§ SHORT EXERCISE
Reproduce the entries below, changing every occurrence of "match analytics" to "sports analytics" and leaving everything else unchanged.

§ Entries from a pointing dataset

──────────────────────────────

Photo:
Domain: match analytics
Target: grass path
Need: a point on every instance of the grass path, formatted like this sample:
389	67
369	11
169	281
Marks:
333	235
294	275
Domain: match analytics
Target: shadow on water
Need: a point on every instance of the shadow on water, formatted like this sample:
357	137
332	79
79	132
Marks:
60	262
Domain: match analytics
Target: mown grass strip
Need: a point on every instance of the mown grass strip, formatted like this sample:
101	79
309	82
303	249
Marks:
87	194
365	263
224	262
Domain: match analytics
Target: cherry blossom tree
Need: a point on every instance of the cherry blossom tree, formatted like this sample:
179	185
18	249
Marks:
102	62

──────────────────────────────

§ SOLUTION FOR THIS PROBLEM
Photo:
Domain: sports analytics
Target: grass path
Need: a point on every instance of the grass path, formatted like this sample:
389	67
369	11
169	281
Marks:
333	235
294	275
Domain: sports analytics
Target: shadow on water
Need: a point on every instance of the shadow on water, formatted like this sample:
357	137
332	79
79	132
Marks:
60	262
Domain: sports analytics
Target: mown grass strip
Need: a point on every instance of the mown grass strip, formatted like this sample:
101	79
309	82
303	249
Marks:
87	194
365	263
224	262
Domain: sports analytics
Target: cherry blossom tree
Need: a point on every instance of the cherry blossom tree, formatted like this sample:
179	185
18	249
Marks:
102	62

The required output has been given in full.